- [LISTING]
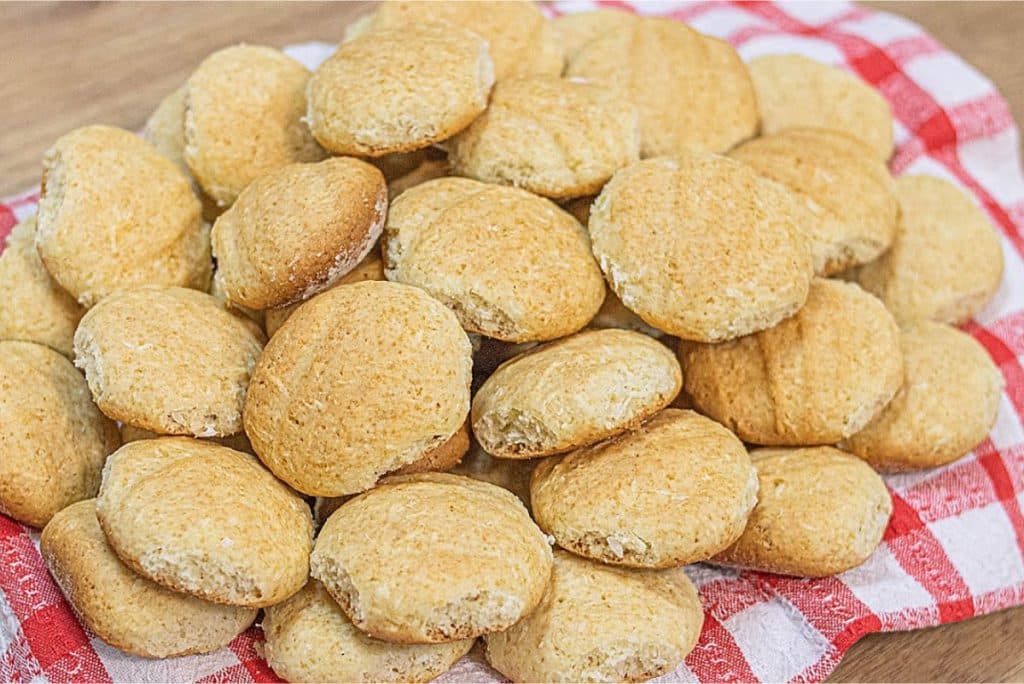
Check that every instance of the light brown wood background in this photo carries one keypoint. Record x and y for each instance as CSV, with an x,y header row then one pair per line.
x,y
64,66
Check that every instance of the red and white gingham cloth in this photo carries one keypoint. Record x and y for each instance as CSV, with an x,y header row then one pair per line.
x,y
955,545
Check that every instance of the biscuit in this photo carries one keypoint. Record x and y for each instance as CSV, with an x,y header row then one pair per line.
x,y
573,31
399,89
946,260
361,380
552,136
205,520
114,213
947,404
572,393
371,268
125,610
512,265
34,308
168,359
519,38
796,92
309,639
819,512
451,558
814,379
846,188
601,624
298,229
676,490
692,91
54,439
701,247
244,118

--

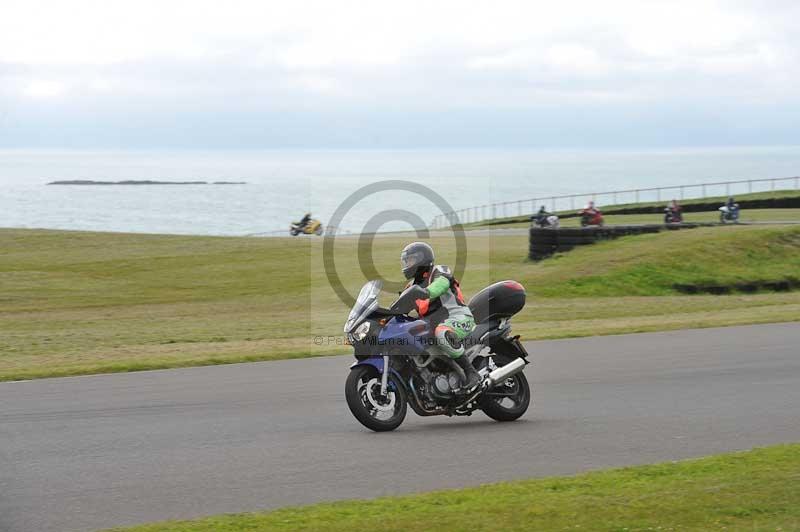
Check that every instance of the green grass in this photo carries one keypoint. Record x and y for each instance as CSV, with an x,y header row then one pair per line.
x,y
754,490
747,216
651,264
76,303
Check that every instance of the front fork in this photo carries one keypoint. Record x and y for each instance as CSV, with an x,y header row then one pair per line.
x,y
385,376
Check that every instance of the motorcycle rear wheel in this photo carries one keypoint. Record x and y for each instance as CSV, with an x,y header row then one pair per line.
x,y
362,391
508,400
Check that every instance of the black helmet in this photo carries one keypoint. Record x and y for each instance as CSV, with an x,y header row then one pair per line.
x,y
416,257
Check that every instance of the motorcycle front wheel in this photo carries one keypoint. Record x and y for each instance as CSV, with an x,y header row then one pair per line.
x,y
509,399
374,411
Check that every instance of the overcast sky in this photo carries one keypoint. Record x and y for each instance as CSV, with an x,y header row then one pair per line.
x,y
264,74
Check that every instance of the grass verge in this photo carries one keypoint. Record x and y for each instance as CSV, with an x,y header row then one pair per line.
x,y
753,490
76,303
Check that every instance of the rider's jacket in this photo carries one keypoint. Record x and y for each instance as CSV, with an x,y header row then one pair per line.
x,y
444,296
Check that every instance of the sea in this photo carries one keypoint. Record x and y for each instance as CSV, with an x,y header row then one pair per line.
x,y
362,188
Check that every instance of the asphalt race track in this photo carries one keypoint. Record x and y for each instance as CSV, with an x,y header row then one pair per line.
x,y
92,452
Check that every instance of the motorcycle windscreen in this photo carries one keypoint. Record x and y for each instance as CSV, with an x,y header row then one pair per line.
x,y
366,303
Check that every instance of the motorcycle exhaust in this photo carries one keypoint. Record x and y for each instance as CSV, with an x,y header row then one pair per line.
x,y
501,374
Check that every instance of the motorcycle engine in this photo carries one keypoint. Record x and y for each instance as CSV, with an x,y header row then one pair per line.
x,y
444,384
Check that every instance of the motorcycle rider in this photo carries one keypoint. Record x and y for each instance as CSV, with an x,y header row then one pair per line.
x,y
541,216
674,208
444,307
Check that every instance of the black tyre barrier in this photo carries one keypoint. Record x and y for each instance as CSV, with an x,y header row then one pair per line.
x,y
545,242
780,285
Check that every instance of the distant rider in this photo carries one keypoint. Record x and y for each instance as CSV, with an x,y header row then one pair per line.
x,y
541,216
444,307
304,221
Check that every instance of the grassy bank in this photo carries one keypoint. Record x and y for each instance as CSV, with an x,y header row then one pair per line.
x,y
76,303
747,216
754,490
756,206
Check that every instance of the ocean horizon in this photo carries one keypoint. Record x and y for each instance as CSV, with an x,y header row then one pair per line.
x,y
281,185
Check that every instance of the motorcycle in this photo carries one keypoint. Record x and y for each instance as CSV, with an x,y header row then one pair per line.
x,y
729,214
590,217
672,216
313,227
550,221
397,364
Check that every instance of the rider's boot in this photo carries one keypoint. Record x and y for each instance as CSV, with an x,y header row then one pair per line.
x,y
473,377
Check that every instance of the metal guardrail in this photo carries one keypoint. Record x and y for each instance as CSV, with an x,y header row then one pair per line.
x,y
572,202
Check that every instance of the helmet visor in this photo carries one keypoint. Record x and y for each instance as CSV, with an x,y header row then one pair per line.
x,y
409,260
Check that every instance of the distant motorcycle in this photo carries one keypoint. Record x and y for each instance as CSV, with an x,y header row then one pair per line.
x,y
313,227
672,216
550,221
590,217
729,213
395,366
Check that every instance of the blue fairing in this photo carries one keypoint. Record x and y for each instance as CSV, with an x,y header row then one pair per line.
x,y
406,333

--

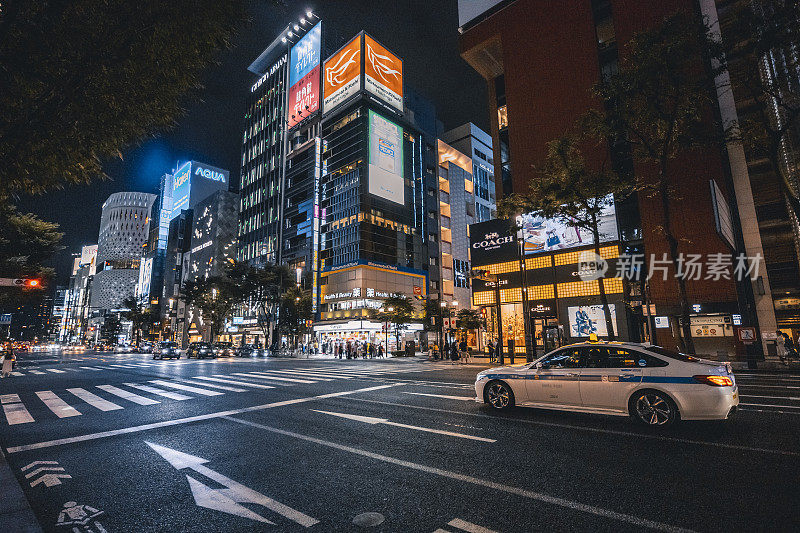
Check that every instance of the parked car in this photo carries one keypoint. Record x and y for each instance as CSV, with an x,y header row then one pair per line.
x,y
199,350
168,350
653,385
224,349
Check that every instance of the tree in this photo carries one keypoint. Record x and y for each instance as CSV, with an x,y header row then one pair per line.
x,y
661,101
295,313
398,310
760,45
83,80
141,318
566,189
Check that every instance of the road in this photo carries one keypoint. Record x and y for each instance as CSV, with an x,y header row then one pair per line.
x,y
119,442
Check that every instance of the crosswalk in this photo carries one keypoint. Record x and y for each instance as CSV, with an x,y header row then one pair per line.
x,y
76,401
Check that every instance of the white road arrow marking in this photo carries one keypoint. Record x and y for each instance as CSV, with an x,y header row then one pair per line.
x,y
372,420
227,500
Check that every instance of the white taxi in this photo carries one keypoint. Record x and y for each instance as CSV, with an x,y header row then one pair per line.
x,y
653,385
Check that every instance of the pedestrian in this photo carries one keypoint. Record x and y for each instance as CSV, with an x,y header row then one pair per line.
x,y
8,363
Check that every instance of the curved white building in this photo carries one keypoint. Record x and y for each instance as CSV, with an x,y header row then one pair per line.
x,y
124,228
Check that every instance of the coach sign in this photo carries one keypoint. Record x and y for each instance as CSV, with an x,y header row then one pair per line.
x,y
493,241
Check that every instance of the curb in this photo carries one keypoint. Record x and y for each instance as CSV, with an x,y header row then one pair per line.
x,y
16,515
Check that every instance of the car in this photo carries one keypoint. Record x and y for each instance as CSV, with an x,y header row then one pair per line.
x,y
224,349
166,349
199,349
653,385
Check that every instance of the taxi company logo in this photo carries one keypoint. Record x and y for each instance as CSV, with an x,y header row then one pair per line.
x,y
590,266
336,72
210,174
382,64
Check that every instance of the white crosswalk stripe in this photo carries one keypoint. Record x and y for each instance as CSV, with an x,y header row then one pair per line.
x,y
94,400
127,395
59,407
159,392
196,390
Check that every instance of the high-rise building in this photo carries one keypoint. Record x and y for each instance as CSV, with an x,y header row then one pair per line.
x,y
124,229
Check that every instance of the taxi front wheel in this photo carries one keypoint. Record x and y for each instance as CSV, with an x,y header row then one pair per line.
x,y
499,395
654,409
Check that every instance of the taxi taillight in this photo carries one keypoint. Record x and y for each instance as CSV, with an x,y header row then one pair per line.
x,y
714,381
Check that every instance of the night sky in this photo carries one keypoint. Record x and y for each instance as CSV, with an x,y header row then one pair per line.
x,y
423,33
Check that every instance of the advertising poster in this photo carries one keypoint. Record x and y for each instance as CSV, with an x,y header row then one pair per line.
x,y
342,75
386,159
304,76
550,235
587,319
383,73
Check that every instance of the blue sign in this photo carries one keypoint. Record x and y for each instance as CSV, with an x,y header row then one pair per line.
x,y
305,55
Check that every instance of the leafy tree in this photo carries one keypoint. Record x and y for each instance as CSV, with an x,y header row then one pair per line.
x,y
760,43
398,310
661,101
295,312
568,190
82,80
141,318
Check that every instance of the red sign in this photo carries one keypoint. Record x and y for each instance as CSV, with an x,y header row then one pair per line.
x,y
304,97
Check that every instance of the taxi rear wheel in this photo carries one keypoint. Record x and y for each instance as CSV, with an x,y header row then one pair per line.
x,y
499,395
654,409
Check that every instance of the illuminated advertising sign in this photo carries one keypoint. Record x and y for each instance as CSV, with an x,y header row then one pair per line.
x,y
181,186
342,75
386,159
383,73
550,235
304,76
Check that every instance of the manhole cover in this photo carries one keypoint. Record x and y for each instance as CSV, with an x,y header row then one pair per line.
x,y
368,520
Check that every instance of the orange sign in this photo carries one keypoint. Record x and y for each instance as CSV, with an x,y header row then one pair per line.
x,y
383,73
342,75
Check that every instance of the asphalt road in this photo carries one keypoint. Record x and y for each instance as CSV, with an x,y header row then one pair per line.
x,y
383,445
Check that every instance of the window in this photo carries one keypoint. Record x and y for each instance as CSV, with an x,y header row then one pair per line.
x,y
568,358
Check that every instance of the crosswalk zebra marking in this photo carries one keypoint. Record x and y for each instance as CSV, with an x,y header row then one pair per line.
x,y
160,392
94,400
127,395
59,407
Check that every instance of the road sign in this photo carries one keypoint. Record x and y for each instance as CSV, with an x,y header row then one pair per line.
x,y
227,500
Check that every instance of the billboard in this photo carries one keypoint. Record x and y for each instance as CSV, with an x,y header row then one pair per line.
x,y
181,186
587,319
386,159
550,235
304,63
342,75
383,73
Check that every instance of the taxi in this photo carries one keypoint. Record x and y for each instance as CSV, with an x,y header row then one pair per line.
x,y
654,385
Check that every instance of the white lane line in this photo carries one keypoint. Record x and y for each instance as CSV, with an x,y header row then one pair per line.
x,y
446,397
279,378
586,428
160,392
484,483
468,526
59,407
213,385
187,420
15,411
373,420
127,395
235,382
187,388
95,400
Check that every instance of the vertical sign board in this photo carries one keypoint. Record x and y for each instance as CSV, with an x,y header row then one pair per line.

- [REQUEST] Please count the lines in the rows above that contain the string "tree". Case counts, so give only the number.

- [SOLUTION TO THE EXERCISE] 2